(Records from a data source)
☆ ☆ ☆ ☆ ☆

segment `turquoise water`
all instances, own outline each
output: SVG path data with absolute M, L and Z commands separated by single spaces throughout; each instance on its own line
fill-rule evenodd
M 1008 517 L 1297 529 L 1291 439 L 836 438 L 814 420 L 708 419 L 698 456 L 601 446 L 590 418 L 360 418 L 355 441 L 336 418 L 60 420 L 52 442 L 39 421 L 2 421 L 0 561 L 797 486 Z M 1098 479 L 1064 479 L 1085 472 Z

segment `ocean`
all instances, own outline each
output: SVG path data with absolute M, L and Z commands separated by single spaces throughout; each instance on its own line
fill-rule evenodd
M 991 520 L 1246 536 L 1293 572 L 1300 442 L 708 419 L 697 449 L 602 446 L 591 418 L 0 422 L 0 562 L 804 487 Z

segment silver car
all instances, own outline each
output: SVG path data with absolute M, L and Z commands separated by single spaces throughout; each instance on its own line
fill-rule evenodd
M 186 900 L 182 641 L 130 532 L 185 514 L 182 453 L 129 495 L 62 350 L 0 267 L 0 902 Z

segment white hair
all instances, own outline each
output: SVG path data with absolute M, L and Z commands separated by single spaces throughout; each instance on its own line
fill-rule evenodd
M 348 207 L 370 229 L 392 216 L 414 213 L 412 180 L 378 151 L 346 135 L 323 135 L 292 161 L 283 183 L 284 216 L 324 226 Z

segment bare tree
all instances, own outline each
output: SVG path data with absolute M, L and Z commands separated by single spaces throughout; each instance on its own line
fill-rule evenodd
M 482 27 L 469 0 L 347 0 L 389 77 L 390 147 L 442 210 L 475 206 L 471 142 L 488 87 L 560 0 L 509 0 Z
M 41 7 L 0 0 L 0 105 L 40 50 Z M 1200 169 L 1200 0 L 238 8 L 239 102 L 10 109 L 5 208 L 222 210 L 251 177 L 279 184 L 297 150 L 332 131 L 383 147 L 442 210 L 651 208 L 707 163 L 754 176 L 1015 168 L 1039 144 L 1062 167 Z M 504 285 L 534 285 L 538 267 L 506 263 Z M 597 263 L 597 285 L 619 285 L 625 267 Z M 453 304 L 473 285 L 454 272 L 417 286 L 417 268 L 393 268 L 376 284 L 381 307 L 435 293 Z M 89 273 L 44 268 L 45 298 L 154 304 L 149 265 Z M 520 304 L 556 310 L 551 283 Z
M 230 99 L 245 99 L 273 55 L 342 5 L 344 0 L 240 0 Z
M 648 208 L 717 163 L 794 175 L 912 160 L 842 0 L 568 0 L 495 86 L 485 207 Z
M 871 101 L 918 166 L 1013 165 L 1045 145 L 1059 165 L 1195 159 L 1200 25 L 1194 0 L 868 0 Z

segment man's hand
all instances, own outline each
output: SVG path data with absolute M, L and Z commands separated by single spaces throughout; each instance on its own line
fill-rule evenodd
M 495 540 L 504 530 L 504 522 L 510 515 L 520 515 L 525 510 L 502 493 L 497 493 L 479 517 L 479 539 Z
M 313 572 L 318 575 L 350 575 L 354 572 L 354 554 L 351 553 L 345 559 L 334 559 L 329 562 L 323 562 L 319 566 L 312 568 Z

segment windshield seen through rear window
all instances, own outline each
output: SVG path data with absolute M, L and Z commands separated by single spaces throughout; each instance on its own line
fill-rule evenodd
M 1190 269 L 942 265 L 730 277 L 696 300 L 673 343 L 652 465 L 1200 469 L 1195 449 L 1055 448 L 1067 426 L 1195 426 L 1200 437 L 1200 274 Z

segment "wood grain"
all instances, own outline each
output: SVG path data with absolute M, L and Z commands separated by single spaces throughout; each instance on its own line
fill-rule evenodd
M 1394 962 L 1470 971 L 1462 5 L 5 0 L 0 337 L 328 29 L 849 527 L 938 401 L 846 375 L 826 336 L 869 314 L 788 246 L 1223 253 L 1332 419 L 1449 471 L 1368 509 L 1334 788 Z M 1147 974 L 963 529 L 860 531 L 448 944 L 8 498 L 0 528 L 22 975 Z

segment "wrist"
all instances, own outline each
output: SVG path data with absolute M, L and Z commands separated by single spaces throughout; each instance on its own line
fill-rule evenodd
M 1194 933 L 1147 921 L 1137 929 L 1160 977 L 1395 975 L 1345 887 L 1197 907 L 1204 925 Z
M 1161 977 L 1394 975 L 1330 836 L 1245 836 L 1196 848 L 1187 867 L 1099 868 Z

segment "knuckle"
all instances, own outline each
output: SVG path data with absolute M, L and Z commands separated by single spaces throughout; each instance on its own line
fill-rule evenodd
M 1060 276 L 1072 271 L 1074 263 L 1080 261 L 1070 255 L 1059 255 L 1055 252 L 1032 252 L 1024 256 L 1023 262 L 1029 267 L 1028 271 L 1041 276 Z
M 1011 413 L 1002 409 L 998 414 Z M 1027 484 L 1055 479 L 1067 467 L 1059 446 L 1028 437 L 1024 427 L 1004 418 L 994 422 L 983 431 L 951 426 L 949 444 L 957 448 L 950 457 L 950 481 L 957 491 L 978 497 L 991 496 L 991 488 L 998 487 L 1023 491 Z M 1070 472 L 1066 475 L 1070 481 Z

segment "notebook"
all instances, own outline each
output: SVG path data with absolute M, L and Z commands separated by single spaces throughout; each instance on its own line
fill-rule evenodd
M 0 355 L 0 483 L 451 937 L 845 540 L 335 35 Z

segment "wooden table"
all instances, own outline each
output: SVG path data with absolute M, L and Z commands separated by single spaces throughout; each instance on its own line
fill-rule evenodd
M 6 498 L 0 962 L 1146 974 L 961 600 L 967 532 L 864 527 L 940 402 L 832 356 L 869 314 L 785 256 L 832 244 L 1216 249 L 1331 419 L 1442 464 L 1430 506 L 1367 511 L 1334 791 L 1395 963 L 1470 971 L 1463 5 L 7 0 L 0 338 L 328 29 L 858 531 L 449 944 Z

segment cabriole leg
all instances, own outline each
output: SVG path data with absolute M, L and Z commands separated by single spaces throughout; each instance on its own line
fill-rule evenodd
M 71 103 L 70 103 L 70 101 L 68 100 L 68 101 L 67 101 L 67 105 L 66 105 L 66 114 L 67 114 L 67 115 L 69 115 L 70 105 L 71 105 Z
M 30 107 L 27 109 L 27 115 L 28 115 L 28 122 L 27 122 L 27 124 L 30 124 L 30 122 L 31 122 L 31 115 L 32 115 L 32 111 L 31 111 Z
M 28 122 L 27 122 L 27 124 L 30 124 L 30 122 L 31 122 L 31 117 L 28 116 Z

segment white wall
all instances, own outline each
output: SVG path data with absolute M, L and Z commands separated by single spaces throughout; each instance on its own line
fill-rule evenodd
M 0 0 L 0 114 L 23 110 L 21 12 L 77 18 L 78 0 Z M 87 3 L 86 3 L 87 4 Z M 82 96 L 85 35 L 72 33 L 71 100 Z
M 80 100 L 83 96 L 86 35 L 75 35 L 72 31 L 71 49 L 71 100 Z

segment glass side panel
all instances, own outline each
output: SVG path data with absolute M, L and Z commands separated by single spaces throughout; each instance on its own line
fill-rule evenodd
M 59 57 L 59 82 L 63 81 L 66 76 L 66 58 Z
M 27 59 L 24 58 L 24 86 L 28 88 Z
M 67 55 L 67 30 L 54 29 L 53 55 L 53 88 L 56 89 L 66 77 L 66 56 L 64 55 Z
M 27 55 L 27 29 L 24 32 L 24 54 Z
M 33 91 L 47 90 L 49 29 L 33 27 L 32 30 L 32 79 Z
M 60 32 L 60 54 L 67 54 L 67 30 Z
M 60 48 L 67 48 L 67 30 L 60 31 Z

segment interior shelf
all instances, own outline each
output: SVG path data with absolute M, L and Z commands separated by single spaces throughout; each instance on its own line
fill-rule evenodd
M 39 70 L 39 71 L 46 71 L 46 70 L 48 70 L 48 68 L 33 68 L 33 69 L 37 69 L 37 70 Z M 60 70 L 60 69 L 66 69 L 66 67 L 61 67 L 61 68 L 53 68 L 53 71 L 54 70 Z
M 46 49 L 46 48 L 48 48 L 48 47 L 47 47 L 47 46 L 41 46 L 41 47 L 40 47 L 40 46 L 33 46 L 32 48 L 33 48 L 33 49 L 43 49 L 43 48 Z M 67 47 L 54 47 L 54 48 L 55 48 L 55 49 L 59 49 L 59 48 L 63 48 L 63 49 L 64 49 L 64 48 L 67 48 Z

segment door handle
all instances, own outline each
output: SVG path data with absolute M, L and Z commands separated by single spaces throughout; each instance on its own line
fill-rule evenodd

☆ ☆ ☆ ☆ ☆

> [About this task]: Only the lines containing the string "white" are needed; pull them out of the records.

> [Answer area]:
segment white hair
segment white wall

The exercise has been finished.